Problem set:
(1) Can you copy out the religion and ecology passage, everything from "Religion and Ecology" down to "and the animals.", with "exalted" swapped for "elevated"?
(2) How would the religion and ecology passage go on if you extended it from where it stops?

Page extract:
☆ ☆ ☆ ☆ ☆

Religion and Ecology
Jo Ann M. DavidsonWe acknowledge that God is Creator and that He announced His approval of the world He just created with a resounding “Very good!” But we have not granted the created world the exalted status that God’s exuberant announcement suggests. We have not been sensitive to the explicit creational interests found in every book of the Bible, or mindful of our responsibilities toward the earth, and the water, and the air, and the animals.
A Love of the Land
The consistent warnings of many scientists tell us that our planet—with all of its creatures and its many ecosystems—is not healthy. Mounting evidence points to the fact that God’s created world is groaning. Let’s face it: in a land of plenty it’s not easy to be motivated about being frugal with the Lord’s abundant treasures. But it’s interesting that when God brought the children of Israel to the Promised Land—a great land that He describes as rich with milk and honey—He carefully instructed His people on good ecology.Moses describes to the Israelites the glory of the land and God’s warm affection for it: “The land which you cross over to possess,” Moses says, “is a land of hills and valleys, which drinks water from the rain of heaven, a land for which the Lord your God cares” (Deut. 11:11, 12, NKJV).*
The Mosaic laws included a distinctive protection of nature, even outlawing the destruction of fruit trees to aid a military campaign (Deut. 20:19, 20).

☆ ☆ ☆ ☆ ☆

Information supplied:
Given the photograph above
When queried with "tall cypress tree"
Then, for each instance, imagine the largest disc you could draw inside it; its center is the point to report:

☆ ☆ ☆ ☆ ☆

Task responses:
(1)
Religion and Ecology
Jo Ann M. DavidsonWe acknowledge that God is Creator and that He announced His approval of the world He just created with a resounding “Very good!” But we have not granted the created world the elevated status that God’s exuberant announcement suggests. We have not been sensitive to the explicit creational interests found in every book of the Bible, or mindful of our responsibilities toward the earth, and the water, and the air, and the animals.

(2)
Animals were to be treated humanely. For example, the Lord said that if you find a donkey that is staggering under a heavy load and has fallen, you must help it up—even if that donkey belongs to your enemy (Ex. 23:5). Large work animals were not to be muzzled to prevent them from eating while assisting with the heavy work of agriculture (Deut. 25:4). They should be able to enjoy the fruits of the land that they are helping to reap. The Hebrew people had a distinctive obligation to be kind to creation.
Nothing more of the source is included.